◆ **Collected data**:
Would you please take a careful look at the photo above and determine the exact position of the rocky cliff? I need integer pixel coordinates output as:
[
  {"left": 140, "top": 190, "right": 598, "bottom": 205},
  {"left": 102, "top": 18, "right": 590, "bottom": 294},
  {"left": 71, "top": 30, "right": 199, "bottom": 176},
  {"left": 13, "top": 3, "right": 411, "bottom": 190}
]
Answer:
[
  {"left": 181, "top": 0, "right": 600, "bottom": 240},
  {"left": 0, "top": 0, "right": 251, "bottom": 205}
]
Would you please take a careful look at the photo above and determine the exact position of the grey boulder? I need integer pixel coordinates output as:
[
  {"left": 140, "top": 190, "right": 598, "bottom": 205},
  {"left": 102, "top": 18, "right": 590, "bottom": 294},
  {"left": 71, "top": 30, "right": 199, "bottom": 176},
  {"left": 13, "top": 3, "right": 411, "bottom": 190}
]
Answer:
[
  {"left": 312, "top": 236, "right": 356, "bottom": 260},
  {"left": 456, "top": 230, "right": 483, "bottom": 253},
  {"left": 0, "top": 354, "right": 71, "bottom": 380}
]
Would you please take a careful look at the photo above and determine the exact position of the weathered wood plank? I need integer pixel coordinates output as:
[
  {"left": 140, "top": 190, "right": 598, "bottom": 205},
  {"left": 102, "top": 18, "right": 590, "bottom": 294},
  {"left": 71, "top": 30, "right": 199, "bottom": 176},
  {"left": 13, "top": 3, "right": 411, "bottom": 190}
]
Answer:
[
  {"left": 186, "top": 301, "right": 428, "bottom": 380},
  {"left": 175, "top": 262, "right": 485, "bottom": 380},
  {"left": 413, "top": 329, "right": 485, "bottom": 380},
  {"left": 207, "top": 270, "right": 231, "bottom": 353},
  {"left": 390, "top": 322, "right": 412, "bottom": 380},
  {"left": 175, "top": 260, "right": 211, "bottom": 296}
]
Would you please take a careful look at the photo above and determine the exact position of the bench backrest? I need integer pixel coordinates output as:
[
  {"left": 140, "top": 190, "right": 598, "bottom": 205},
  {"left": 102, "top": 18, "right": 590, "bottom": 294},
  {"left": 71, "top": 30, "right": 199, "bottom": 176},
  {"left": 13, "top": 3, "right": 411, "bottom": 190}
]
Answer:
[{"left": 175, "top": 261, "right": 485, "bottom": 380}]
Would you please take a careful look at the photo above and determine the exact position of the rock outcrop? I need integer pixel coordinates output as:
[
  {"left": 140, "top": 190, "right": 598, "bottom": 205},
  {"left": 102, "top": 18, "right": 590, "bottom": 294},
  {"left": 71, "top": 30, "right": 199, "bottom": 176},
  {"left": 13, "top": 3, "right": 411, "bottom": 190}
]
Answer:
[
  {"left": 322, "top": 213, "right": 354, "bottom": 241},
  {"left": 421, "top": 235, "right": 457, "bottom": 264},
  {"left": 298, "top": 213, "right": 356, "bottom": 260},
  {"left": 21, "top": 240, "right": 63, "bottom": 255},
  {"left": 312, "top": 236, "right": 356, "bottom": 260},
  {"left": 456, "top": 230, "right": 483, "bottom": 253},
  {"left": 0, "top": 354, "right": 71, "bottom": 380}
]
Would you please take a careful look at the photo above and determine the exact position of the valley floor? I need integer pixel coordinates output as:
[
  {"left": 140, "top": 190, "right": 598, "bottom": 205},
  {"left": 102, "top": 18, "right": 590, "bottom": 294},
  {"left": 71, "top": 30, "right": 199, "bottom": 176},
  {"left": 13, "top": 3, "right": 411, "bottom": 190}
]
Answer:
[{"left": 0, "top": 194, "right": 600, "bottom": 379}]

◆ **What you are asked to do**: Rewrite the data starting at the line containing "of the valley" and ending at the end of the data, including its requests, with every pixel coordinate in the answers multiplied by 1.4 and rounded to a whole number, halves rounded up. Leave the numbers in the requests and in their format samples unchanged.

◆ **Exercise result**:
Would you please take a careful look at the photo above and determine the exact position of the valley floor? I need integer pixel coordinates output as:
[
  {"left": 140, "top": 190, "right": 598, "bottom": 205},
  {"left": 102, "top": 18, "right": 590, "bottom": 294},
  {"left": 71, "top": 30, "right": 199, "bottom": 176},
  {"left": 13, "top": 3, "right": 411, "bottom": 190}
]
Answer:
[{"left": 0, "top": 272, "right": 840, "bottom": 531}]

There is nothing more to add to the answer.